GIVEN RECORDS →
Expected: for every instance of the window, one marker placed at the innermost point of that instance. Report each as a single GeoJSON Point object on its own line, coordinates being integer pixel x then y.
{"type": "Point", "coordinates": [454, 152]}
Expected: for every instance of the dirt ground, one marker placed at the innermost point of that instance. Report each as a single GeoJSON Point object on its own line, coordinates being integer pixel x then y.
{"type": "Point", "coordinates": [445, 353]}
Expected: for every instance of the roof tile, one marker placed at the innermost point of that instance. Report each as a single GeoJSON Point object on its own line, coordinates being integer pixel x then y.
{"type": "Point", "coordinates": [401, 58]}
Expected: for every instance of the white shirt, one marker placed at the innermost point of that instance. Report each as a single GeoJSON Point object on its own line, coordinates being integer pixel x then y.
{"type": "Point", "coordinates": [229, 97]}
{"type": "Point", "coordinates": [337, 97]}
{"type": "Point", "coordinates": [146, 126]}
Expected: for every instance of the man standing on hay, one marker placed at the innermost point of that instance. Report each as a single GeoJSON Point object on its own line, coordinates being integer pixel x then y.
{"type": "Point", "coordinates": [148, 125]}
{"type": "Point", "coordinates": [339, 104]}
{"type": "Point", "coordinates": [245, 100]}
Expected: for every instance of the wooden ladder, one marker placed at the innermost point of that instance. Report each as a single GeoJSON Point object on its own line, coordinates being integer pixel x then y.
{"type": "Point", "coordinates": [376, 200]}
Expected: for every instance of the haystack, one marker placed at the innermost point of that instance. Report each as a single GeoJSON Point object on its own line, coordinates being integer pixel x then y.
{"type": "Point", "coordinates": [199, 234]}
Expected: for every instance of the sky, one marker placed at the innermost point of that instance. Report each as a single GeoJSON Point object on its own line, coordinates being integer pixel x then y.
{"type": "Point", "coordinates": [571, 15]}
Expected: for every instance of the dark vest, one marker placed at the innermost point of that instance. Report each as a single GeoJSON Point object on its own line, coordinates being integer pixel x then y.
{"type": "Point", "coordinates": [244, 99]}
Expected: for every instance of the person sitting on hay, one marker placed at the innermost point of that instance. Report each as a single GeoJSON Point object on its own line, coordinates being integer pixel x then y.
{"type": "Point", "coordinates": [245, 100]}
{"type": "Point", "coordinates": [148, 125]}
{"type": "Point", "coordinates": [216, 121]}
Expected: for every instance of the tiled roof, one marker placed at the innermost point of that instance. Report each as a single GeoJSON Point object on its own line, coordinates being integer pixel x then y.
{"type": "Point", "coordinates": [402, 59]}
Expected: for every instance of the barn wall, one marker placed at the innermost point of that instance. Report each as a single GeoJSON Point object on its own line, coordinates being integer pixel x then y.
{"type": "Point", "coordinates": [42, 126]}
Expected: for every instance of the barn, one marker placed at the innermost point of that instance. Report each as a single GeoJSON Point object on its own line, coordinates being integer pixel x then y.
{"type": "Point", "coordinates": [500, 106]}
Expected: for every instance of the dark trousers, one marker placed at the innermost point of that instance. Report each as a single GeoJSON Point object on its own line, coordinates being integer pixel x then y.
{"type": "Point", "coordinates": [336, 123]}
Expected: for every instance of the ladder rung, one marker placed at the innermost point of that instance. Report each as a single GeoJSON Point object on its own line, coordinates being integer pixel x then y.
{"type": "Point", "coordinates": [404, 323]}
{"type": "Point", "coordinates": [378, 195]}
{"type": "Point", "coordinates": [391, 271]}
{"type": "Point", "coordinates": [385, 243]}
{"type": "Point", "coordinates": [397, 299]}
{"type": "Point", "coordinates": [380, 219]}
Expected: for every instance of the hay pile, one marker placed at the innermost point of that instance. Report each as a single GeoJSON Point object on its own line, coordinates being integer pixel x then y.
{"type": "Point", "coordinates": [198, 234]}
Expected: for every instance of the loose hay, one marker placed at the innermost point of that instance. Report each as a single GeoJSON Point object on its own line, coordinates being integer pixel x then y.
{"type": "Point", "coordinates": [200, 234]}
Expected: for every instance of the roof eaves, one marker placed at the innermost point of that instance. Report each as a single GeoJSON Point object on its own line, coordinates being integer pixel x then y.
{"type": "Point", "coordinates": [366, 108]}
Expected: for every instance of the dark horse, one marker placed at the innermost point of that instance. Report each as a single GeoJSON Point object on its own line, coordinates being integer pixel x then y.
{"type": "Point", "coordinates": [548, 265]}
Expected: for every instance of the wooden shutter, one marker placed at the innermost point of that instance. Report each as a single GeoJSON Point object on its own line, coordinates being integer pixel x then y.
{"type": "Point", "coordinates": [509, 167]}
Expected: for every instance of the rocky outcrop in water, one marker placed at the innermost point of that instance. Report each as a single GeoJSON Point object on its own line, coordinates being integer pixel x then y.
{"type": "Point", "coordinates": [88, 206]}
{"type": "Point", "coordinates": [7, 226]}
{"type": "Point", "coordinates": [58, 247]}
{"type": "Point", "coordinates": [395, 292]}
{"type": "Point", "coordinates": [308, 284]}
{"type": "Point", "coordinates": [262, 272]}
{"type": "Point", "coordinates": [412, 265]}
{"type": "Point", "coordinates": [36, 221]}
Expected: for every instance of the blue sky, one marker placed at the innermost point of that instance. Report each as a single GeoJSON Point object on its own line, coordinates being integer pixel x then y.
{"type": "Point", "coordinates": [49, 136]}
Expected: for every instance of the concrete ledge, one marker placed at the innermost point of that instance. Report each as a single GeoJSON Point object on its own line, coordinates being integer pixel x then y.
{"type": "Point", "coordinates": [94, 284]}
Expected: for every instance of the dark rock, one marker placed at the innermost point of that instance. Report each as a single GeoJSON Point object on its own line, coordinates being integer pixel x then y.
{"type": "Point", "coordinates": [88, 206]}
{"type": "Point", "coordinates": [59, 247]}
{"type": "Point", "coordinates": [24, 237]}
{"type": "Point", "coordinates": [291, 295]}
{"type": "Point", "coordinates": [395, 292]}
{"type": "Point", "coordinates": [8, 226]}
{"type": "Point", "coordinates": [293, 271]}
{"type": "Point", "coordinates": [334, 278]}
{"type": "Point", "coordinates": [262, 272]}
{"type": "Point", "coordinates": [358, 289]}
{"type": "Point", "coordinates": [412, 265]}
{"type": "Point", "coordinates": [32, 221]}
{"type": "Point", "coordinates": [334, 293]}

WHAT YOU WILL DO → The response must contain exactly the lines from the one with "Expected: for every instance of the blue" to the end of the entries above, both included, and nothing more.

EXERCISE SOLUTION →
Expected: for every instance of the blue sky, one marker placed at the innermost point of that instance. Report each as a single GeoJSON Point object on its own line, coordinates being integer pixel x then y.
{"type": "Point", "coordinates": [49, 136]}
Expected: for every instance of the concrete ledge, one marker placed at the innermost point of that instance. Report each as a single GeoJSON Point object on its own line, coordinates being integer pixel x then y.
{"type": "Point", "coordinates": [94, 284]}
Expected: for every instance of the dark rock, one marker placed at the innermost point of that instance. Report each as a single GeoJSON Point object on its own line, coordinates being integer pixel x then y.
{"type": "Point", "coordinates": [88, 206]}
{"type": "Point", "coordinates": [59, 247]}
{"type": "Point", "coordinates": [24, 237]}
{"type": "Point", "coordinates": [291, 295]}
{"type": "Point", "coordinates": [395, 292]}
{"type": "Point", "coordinates": [8, 226]}
{"type": "Point", "coordinates": [293, 271]}
{"type": "Point", "coordinates": [334, 278]}
{"type": "Point", "coordinates": [262, 272]}
{"type": "Point", "coordinates": [358, 289]}
{"type": "Point", "coordinates": [412, 265]}
{"type": "Point", "coordinates": [32, 221]}
{"type": "Point", "coordinates": [334, 293]}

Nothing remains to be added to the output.